- Job: Copy out all the entries exactly.

- Material for the task:
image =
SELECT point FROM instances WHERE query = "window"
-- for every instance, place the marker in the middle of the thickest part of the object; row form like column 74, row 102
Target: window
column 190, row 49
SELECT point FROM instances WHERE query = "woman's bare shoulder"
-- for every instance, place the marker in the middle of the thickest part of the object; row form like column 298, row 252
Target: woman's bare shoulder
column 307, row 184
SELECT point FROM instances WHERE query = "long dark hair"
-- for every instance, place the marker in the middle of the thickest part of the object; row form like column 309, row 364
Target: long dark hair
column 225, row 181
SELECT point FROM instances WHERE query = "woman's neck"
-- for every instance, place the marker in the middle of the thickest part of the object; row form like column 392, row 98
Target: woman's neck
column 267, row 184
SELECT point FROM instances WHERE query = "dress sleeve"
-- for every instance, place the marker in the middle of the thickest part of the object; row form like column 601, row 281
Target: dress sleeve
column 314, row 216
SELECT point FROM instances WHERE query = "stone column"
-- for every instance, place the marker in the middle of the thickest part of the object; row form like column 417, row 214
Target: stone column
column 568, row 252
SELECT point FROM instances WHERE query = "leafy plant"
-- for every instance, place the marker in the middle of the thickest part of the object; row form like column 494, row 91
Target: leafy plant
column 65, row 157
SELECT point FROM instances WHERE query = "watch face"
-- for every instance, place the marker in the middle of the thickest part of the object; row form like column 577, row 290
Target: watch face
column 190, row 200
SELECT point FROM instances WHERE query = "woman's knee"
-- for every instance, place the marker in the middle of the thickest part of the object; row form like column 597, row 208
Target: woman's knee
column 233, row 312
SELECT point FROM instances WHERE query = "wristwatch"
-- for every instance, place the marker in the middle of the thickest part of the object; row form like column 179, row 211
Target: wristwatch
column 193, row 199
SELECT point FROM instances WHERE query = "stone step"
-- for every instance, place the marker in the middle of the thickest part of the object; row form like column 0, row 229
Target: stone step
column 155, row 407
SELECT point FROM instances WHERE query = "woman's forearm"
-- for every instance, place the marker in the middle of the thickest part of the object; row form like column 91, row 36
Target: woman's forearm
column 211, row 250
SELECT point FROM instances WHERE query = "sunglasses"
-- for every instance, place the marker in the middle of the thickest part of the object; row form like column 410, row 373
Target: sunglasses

- Reply to the task:
image =
SELECT point FROM instances WHERE query = "window"
-- for every instance, place the marker in the middle of the thickest part of the object; row form like column 74, row 102
Target: window
column 190, row 49
SELECT point FROM instances WHERE query = "woman's bare shoulder"
-- for every instance, place the marker in the middle of the thickest part of the object; row form like column 298, row 252
Target: woman's bare shoulder
column 307, row 184
SELECT point FROM instances WHERE query = "long dark hair"
-- for every instance, place the marker in the middle of the thickest part of the object; row form like column 309, row 364
Target: long dark hair
column 225, row 181
SELECT point FROM instances WHERE query = "woman's neck"
-- for every instance, place the marker in the middle of the thickest part of the object; row form like column 392, row 98
Target: woman's neck
column 267, row 184
SELECT point FROM instances WHERE query = "dress sleeve"
-- for every instance, place the marker in the middle of the thickest part of the object; row form like column 601, row 281
Target: dress sleeve
column 314, row 216
SELECT point FROM instances WHERE query = "stone column"
-- for every instance, place the marker in the middle of the thickest part of the object; row form like column 417, row 214
Target: stone column
column 568, row 252
SELECT point FROM instances WHERE query = "leafy plant"
-- for every instance, place the marker in the middle of the thickest part of the object; row form like column 494, row 91
Target: leafy plant
column 65, row 157
SELECT point FROM instances WHERE query = "watch face"
-- for every instance, place the marker in the middle of the thickest part of the object; row form like column 577, row 290
Target: watch face
column 190, row 200
SELECT point FROM instances WHERE query = "woman's knee"
-- for every instance, place the marker in the middle of the thickest part of the object; row form like column 597, row 208
Target: woman's knee
column 233, row 312
SELECT point FROM instances WHERE query = "wristwatch"
-- for every instance, place the marker in the middle of the thickest part of the object; row form like column 179, row 211
Target: wristwatch
column 193, row 199
SELECT point FROM instances WHERE query = "stone step"
-- for every instance, place the marker in the middle of the thickest part of the object; row form like column 0, row 229
Target: stone step
column 155, row 407
SELECT point FROM instances WHERE query = "woman's forearm"
-- for every instance, place the marker in the middle of the thickest part of the object; row form like column 91, row 36
Target: woman's forearm
column 211, row 250
SELECT point FROM instances WHERE query = "sunglasses"
-- for every instance, place the marker in the middle of the thickest part of the object; row form like column 410, row 373
Target: sunglasses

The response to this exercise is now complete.